• About this exercise: Only the lines holding "people" are wanted. Copy every one from the records below.

Entries supplied: Begin

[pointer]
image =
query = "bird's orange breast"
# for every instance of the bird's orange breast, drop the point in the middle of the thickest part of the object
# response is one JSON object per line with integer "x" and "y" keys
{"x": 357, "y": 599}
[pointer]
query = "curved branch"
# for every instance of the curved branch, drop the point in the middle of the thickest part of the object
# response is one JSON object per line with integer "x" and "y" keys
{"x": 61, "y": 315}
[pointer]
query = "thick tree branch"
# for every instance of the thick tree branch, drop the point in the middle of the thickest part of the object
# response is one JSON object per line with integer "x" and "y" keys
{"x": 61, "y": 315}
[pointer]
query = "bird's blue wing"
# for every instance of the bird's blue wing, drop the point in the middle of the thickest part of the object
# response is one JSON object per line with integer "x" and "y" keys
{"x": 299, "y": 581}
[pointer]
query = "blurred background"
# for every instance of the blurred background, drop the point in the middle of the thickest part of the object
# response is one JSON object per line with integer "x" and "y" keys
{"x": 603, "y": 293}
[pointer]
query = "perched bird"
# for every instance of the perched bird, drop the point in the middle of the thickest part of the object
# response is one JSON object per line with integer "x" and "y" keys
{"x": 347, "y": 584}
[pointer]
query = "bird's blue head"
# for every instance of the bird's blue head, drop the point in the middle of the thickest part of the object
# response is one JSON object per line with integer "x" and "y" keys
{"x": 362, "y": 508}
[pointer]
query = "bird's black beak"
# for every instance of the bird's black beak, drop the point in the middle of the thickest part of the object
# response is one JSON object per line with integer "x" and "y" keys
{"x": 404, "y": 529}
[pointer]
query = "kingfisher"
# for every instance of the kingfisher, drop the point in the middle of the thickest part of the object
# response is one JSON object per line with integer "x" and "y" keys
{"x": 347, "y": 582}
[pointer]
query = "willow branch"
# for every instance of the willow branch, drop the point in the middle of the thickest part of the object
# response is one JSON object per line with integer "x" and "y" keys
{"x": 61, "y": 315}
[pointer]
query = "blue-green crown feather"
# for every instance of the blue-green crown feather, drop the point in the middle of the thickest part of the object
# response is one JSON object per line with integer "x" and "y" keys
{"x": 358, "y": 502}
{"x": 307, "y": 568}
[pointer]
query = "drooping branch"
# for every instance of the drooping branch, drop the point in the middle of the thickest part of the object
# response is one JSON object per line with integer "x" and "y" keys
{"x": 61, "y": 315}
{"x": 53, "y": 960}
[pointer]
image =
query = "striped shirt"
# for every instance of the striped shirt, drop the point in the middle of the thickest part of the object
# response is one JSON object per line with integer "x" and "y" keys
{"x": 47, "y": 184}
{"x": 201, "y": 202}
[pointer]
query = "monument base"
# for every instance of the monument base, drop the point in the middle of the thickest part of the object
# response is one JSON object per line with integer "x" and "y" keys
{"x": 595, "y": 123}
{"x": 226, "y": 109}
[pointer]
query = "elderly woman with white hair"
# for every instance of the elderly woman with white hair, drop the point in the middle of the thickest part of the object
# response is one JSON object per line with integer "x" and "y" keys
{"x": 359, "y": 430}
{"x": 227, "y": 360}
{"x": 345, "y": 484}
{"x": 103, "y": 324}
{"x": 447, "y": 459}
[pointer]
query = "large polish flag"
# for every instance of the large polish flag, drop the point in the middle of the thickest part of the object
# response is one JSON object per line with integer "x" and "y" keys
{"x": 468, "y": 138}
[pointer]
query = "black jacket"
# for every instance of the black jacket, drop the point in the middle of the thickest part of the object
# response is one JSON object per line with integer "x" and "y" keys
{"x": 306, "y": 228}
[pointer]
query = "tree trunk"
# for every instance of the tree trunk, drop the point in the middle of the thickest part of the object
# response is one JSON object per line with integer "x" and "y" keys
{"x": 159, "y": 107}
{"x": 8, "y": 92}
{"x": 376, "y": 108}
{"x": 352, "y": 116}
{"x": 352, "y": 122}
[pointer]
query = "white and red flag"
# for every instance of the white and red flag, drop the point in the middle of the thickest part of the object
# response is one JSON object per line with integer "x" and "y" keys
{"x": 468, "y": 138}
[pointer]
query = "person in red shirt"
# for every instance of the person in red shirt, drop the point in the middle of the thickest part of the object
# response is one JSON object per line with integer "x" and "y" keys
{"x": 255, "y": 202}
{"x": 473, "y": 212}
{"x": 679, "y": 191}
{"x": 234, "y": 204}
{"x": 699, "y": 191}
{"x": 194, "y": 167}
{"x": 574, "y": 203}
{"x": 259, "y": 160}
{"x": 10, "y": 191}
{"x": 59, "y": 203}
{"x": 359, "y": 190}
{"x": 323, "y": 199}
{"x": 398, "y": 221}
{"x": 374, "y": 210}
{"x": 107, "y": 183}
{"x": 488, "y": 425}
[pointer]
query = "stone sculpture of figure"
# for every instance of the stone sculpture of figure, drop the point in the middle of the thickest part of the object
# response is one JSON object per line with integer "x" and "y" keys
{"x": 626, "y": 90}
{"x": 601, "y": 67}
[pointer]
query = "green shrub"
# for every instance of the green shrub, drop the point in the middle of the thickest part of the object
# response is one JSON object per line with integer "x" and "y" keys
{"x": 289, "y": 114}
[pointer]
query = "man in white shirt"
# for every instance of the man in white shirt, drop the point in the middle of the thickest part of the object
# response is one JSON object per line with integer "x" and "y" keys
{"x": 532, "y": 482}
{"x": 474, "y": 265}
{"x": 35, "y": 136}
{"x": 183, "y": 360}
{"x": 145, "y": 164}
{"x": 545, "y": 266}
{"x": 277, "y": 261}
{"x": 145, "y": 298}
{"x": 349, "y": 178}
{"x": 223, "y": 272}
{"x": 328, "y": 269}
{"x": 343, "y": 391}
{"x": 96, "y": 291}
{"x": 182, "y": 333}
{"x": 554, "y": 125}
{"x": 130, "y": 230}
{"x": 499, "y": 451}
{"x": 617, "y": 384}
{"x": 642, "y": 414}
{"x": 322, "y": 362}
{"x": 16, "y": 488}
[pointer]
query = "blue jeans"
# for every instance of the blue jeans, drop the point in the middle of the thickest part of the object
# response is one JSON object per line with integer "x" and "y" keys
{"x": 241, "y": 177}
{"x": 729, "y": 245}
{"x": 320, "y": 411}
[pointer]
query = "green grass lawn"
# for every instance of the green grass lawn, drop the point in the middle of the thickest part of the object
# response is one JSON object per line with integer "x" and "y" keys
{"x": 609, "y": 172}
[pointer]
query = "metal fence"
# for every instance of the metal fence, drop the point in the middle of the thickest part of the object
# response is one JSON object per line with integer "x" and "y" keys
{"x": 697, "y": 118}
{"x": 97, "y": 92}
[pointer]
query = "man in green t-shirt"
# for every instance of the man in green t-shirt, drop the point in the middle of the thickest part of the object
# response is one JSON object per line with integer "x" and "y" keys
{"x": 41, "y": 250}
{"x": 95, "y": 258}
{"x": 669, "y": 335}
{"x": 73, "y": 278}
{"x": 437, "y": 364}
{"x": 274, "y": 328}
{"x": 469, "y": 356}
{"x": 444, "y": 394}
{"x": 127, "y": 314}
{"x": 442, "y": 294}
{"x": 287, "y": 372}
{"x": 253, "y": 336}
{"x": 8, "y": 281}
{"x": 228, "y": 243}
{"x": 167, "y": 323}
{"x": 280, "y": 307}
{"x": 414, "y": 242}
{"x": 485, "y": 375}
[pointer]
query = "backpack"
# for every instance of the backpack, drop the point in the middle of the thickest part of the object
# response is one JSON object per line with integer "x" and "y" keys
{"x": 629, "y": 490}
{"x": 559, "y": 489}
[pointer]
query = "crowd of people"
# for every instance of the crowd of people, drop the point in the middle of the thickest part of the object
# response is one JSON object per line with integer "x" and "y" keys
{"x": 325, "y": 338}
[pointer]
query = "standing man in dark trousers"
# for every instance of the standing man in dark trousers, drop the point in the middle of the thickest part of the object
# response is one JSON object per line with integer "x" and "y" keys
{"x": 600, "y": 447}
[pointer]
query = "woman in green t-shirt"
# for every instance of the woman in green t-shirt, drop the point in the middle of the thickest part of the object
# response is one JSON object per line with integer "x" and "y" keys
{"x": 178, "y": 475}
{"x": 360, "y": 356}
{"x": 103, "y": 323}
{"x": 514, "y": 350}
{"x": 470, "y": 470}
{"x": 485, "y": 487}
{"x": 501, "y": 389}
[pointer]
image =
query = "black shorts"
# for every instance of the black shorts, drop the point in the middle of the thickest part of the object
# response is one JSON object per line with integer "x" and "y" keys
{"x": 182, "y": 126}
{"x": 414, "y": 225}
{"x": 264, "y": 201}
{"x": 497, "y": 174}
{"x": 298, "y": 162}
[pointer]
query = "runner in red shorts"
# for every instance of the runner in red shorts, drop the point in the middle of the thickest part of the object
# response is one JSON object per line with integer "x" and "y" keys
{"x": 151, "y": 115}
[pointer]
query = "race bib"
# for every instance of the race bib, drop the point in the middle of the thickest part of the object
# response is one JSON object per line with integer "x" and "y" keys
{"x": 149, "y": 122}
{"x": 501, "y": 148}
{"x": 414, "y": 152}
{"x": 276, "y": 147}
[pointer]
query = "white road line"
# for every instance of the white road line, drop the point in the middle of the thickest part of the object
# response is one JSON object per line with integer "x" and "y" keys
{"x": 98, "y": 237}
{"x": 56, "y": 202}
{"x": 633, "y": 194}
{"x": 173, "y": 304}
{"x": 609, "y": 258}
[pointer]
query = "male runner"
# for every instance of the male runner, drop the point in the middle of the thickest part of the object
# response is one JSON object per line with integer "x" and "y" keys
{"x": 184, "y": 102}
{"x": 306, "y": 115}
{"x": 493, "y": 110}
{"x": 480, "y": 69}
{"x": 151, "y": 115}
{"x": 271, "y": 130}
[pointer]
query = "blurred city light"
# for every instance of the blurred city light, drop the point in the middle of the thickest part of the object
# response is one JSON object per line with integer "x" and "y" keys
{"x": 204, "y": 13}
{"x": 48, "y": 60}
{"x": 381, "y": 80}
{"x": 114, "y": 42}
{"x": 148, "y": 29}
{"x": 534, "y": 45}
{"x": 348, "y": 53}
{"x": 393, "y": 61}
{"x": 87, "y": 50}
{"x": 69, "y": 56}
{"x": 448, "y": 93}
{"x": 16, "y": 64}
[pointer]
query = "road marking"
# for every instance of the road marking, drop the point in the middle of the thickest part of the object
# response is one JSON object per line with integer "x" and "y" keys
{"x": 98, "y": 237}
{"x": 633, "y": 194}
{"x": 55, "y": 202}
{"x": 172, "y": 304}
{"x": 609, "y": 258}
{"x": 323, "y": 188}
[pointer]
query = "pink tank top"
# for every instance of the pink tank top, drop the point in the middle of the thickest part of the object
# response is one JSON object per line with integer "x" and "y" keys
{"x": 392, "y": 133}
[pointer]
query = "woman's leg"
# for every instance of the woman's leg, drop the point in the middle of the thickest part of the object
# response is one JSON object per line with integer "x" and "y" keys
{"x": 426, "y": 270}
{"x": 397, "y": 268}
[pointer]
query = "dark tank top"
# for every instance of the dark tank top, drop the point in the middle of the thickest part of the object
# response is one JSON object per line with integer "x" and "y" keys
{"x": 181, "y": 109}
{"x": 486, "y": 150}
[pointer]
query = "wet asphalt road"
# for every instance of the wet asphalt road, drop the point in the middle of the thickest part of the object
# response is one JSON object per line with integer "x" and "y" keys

Entries supplied: End

• Reply:
query = "crowd of people"
# for every instance of the crowd of people, drop the point in the middle of the thickest part of the object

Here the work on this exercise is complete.